#### TASK TO COMPLETE
Copy the data word for word from its first line through the line containing "146 320 L 144", including that final line.

#### DATA LISTING

**********

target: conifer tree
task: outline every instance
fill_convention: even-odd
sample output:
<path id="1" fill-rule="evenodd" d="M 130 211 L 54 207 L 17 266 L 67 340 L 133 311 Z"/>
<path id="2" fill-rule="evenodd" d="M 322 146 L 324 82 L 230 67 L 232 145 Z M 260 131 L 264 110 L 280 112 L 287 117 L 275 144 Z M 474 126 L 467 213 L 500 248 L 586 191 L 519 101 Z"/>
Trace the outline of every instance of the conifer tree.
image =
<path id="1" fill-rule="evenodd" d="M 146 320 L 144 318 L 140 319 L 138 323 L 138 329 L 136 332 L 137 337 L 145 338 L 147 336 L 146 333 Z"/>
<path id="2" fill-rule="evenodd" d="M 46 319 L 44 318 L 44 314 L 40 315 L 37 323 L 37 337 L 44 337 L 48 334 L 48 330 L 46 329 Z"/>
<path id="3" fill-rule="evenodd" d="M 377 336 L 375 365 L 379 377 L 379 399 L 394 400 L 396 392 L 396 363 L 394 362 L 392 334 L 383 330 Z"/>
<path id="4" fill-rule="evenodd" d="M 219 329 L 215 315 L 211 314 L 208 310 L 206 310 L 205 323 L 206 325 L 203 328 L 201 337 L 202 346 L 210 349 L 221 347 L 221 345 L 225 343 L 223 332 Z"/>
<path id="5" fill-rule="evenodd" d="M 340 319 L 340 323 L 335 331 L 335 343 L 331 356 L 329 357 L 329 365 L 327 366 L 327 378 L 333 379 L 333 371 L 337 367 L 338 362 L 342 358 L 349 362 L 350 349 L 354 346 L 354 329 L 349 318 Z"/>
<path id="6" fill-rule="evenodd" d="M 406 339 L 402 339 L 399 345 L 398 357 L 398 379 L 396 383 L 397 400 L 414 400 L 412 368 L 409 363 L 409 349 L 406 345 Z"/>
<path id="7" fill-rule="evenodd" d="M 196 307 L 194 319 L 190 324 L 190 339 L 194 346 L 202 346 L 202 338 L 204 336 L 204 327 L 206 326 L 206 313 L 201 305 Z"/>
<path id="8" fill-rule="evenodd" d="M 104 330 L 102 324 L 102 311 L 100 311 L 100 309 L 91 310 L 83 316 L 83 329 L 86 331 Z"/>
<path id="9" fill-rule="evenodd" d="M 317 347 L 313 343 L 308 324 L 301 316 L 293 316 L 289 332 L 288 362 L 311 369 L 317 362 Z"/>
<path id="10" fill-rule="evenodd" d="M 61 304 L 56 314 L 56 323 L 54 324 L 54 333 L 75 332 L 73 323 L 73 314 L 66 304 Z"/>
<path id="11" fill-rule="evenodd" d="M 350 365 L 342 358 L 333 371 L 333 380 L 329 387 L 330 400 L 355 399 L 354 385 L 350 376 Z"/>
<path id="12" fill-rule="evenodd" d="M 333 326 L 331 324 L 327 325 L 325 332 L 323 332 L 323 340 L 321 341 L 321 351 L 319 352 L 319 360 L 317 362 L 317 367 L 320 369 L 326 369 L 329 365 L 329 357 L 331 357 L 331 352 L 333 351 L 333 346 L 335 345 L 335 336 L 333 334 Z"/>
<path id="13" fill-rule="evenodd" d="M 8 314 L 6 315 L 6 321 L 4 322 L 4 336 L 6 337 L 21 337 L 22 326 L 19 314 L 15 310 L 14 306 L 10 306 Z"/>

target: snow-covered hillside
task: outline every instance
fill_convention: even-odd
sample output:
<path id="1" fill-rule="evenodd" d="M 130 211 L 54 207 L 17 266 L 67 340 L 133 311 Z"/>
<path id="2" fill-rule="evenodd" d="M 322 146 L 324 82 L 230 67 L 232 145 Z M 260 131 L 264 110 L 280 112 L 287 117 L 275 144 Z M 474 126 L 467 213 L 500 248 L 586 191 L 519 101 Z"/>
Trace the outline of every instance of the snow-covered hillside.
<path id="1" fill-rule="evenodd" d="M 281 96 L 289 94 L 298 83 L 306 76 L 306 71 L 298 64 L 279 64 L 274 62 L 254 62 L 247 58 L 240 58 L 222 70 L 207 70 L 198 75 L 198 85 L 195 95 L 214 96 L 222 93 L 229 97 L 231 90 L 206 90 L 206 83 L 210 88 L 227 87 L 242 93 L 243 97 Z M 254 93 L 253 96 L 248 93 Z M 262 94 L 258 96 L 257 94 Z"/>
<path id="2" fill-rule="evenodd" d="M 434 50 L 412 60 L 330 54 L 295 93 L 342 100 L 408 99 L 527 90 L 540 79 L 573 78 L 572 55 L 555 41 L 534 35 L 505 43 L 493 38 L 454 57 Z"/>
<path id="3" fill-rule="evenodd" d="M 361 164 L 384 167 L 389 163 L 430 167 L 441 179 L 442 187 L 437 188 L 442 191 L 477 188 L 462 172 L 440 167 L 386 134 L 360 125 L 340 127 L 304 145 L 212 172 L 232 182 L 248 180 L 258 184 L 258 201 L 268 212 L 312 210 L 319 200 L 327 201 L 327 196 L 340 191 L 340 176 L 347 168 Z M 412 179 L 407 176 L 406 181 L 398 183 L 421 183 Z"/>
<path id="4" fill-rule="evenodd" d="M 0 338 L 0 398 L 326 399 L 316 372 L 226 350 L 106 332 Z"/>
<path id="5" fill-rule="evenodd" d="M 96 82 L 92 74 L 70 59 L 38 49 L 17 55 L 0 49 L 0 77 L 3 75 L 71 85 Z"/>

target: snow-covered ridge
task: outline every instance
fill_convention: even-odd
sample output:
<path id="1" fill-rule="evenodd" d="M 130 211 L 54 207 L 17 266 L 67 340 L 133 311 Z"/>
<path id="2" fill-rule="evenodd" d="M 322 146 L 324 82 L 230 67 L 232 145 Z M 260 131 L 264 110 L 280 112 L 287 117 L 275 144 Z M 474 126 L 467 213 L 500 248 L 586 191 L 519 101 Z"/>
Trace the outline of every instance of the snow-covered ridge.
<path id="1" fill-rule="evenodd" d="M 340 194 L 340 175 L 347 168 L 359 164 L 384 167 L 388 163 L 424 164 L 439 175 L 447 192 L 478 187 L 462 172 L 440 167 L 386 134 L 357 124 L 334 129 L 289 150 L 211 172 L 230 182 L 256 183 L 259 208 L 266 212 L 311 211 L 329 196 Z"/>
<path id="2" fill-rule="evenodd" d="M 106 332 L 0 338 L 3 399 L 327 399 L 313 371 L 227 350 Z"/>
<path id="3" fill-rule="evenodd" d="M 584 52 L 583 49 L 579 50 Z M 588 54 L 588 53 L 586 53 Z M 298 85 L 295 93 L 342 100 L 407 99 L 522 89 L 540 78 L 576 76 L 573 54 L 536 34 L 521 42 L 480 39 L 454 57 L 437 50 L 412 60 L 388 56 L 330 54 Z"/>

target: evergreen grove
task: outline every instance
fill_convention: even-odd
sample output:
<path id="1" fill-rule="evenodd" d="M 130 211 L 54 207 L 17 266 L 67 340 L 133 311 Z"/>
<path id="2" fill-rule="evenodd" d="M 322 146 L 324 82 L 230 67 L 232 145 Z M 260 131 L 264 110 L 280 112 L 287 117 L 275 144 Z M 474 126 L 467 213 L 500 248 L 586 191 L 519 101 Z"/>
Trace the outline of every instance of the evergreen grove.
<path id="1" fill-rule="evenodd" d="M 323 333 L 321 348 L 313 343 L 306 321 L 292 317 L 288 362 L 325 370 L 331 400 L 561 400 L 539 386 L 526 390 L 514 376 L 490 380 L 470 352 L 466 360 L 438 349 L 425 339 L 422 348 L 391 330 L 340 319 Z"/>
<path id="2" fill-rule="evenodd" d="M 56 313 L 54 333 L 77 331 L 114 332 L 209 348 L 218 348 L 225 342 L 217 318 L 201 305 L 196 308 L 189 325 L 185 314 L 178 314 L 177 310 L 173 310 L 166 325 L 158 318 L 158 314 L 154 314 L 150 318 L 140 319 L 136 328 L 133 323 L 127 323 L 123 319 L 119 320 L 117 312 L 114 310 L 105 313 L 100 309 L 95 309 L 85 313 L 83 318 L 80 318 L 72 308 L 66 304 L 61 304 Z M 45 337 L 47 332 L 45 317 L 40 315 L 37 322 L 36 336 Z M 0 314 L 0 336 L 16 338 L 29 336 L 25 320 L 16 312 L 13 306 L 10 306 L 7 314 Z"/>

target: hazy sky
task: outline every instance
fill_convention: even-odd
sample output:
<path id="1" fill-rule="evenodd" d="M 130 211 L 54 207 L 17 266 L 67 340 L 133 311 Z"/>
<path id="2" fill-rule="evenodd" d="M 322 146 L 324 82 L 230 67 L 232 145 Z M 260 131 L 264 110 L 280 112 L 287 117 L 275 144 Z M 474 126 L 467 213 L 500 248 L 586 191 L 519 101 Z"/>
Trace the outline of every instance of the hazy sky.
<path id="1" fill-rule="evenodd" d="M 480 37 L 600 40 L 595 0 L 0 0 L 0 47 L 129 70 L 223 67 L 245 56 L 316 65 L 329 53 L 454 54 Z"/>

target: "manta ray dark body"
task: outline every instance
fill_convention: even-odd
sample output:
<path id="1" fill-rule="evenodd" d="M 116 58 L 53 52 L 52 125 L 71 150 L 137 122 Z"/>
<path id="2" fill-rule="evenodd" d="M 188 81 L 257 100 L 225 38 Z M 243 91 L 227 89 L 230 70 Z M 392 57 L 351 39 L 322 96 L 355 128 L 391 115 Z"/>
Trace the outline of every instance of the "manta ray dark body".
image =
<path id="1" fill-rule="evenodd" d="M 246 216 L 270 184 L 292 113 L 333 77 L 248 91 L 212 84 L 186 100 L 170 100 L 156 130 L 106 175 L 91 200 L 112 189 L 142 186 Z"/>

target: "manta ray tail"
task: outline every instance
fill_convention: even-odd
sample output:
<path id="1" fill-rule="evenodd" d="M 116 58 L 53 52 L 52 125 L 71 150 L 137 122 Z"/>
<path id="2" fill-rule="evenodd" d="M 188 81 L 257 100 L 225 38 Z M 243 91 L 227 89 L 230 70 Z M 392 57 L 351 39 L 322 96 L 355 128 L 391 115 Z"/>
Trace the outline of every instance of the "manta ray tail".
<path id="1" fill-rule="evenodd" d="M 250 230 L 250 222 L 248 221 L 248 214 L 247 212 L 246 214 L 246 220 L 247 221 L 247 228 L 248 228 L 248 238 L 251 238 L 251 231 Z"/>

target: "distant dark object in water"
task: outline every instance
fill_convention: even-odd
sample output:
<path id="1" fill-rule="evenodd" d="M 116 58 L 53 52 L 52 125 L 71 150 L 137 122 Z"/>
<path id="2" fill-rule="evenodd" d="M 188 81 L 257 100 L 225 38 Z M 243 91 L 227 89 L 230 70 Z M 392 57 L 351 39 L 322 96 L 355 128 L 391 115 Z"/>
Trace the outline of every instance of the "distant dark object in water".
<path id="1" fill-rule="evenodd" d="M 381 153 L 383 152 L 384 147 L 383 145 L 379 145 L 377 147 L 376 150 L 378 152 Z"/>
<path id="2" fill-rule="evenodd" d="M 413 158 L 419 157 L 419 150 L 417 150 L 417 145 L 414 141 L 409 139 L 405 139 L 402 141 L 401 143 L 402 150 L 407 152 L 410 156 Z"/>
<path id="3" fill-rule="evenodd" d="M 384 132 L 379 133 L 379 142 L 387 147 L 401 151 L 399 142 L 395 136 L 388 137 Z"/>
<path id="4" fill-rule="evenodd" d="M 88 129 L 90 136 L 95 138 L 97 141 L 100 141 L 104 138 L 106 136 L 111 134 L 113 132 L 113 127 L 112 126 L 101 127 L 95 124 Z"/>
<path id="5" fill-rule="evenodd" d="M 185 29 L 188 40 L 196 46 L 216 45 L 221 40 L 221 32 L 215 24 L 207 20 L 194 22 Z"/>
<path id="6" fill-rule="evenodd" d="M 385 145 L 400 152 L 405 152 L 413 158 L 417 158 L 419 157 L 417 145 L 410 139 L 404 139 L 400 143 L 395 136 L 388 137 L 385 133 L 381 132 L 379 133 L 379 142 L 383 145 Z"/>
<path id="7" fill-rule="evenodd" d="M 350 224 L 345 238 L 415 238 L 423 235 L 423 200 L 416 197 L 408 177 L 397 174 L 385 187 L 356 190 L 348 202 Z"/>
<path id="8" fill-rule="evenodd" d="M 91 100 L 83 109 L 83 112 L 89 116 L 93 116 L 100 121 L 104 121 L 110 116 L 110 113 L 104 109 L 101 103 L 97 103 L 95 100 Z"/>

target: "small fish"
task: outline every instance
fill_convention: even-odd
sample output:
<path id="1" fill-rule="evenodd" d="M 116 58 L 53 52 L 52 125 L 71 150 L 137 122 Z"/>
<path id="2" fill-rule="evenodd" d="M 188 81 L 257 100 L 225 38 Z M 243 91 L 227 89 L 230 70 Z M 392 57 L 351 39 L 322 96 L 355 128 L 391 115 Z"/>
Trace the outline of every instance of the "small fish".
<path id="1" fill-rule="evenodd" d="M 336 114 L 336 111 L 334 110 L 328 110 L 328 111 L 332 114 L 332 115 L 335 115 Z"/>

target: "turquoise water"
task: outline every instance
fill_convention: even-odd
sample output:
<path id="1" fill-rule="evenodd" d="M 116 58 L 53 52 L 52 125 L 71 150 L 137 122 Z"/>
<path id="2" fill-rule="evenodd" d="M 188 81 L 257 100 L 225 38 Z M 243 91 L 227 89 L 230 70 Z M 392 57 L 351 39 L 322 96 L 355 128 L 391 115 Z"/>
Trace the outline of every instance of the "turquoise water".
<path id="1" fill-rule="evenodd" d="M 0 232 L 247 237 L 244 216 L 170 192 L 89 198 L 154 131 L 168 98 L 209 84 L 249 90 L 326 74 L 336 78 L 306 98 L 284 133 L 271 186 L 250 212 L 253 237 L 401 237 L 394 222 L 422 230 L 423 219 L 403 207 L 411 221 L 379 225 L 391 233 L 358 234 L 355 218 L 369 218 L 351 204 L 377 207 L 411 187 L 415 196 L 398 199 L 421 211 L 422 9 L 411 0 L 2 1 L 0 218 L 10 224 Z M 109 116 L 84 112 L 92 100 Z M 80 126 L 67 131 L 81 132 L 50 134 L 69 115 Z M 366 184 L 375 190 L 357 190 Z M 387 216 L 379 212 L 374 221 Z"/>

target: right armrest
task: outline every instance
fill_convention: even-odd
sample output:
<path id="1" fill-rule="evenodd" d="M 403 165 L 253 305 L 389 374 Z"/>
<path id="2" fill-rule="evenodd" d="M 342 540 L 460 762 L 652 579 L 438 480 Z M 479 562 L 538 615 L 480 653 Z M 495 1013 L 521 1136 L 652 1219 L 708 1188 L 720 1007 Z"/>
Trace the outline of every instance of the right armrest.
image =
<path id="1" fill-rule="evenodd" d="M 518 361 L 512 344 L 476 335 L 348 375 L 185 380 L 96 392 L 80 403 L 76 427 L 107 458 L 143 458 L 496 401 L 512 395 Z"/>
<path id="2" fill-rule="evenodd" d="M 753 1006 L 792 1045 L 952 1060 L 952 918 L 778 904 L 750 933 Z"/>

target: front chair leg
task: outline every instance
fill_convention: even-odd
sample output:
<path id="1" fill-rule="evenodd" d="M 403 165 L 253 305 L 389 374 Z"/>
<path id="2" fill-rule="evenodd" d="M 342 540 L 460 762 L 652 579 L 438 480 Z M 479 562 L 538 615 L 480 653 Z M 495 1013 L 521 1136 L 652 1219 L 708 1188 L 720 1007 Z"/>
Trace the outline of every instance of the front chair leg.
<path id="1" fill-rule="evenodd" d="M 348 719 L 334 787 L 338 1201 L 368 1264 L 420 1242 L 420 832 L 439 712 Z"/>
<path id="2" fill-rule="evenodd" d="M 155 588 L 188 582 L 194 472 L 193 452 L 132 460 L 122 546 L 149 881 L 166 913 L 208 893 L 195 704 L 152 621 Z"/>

**********

#### EXERCISE RESPONSE
target: conifer tree
task: outline every instance
fill_convention: even-odd
sample output:
<path id="1" fill-rule="evenodd" d="M 130 211 L 54 207 L 17 266 L 67 340 L 133 311 Z"/>
<path id="2" fill-rule="evenodd" d="M 322 146 L 324 82 L 230 67 L 232 145 Z M 260 131 L 264 110 L 280 112 L 287 117 L 275 144 Z M 474 126 L 467 213 L 500 248 L 586 191 L 519 101 Z"/>
Trace the outline of every instance of the conifer tree.
image =
<path id="1" fill-rule="evenodd" d="M 146 320 L 144 318 L 140 319 L 138 323 L 138 329 L 136 332 L 137 337 L 145 338 L 147 336 L 146 333 Z"/>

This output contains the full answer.